BEGIN Excerpted passage
Tuesday, May 03, 2005

Zulu's Battered Bum

Quote of the moment:
From the Dunmow Daily Blow:

"It has recently been reported that number of teenage delinquents (three to be exact) have begun to behave in a most ungracious manner. Revving up the power in the fecund Ford Kas (TM), a number of gangs of said delinquents have begun to attempt to, in the words of a member of the Classic FM Hoodlums, "spread the word of a music of love and peace, man". However, far from doing something appropriate, such as promoting Naxos CDs, they are, in fact, blasting out renditions of hardcore classical music hits through their car steros at peak volumes. Moreover, they do this in cul-de-sacs where everyone is at sleep. The police have so far declined to comment, but a local called them "bastards". One old man is in hospital after one Ka pulled up next to him whilst blasting out classical music of the Romantic genre. The local hospital says he is in a critical condition, suffering from Motes Arse. To have your say on the "three twats in a car playing classical music at one in the morning phenomenon", call this number...."


- taken from Newspaper Clippings by Mr William Thorne.

I forgot all about that bit... It must have been the sugar overload from the cinema sweets. Ooops. I think ASBO's are in order for all occupants of the vehicle.


The mysterious other man in Prill's life is revealed...

In addition to admiring the student emphasis in this well-composed photograph given by the unmade bed in the background, I'm curious about why that's MugPrill8, when there's no 5, 6 or 7 available online. Can we see them, or are they unsuitable for such a young and innocent audience?

I'm very disappointed that, in their high-speed dashes around marginal constituencies, no party leaders have visited Braintree. It's supposed to be the second most marginal Labour seat in the country, with Alan Hurst beating Brooks Newmark by 358 votes. Since Mr Newmark is said by The Times to be a future main player of the Conservative Party, I'm tempted to let him have a go. Before you slap me, the 2001 votes went thus:



It's pretty clear, having seen that and the similar table from 1997, is that the two main parties are very close and the Lib Dems are a distant third.
END Excerpted passage
→ **Required action 1**:
From the blog post, extract the passage that begins with the words "In addition to" and ends after the words "a distant third.".
→ **Required action 2**:
According to the blog post, by how many votes did Alan Hurst beat Brooks Newmark in Braintree?
BEGIN Extracted data
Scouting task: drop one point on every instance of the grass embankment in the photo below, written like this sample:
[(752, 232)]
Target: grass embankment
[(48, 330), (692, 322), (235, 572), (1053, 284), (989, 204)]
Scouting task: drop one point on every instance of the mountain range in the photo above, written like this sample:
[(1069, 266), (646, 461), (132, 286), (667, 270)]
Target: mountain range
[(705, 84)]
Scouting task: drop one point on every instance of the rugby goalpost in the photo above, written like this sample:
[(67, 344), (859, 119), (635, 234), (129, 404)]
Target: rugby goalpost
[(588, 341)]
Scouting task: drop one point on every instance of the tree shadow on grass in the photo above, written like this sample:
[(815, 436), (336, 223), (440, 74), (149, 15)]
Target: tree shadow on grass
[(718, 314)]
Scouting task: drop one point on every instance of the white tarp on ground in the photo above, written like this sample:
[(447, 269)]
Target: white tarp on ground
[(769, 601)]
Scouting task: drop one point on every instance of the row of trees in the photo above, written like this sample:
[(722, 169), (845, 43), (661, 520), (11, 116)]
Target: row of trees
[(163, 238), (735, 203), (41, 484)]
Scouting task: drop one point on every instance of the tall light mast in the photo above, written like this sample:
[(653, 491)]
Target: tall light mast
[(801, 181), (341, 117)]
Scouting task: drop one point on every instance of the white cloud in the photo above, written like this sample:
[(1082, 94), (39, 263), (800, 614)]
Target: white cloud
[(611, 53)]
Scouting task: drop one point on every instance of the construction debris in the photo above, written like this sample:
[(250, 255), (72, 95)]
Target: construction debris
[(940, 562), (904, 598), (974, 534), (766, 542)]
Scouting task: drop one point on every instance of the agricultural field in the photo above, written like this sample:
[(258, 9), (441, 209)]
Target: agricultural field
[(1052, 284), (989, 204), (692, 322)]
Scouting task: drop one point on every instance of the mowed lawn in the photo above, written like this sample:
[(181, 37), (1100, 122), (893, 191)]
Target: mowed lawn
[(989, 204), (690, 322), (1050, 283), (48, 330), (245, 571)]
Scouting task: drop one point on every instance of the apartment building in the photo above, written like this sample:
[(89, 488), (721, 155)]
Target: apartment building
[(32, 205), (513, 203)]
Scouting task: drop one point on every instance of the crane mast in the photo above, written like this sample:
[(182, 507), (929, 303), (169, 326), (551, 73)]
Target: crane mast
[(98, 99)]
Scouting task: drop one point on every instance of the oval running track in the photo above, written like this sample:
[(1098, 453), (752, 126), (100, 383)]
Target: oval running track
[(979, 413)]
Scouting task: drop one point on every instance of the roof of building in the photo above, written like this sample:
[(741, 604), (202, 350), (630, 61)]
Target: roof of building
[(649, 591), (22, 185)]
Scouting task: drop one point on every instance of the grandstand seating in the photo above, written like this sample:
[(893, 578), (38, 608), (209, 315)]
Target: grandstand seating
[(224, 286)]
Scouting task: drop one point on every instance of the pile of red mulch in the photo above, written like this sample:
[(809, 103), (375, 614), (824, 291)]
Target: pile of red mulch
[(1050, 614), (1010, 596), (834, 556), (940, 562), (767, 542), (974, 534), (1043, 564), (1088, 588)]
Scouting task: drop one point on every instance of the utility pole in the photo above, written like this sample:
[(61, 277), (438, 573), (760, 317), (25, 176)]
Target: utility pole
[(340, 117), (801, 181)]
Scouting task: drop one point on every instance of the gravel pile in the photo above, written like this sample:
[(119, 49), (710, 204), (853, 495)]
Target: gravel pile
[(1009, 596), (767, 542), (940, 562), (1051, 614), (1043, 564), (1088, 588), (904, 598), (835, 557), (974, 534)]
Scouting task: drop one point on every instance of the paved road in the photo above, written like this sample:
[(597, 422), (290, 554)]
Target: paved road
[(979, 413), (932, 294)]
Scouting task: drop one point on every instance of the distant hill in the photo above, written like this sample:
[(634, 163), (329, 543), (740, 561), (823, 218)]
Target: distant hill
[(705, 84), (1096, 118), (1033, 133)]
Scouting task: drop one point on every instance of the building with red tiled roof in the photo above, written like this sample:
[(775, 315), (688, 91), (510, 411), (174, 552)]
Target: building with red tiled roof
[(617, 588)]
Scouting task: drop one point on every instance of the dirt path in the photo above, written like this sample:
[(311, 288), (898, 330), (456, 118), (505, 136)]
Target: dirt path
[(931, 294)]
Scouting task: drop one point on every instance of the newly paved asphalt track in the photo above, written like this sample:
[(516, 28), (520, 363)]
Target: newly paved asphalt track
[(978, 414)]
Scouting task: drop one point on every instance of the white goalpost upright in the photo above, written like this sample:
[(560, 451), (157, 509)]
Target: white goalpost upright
END Extracted data
→ **Task output 1**:
In addition to admiring the student emphasis in this well-composed photograph given by the unmade bed in the background, I'm curious about why that's MugPrill8, when there's no 5, 6 or 7 available online. Can we see them, or are they unsuitable for such a young and innocent audience?

I'm very disappointed that, in their high-speed dashes around marginal constituencies, no party leaders have visited Braintree. It's supposed to be the second most marginal Labour seat in the country, with Alan Hurst beating Brooks Newmark by 358 votes. Since Mr Newmark is said by The Times to be a future main player of the Conservative Party, I'm tempted to let him have a go. Before you slap me, the 2001 votes went thus:



It's pretty clear, having seen that and the similar table from 1997, is that the two main parties are very close and the Lib Dems are a distant third.

→ **Task output 2**:
358 votes.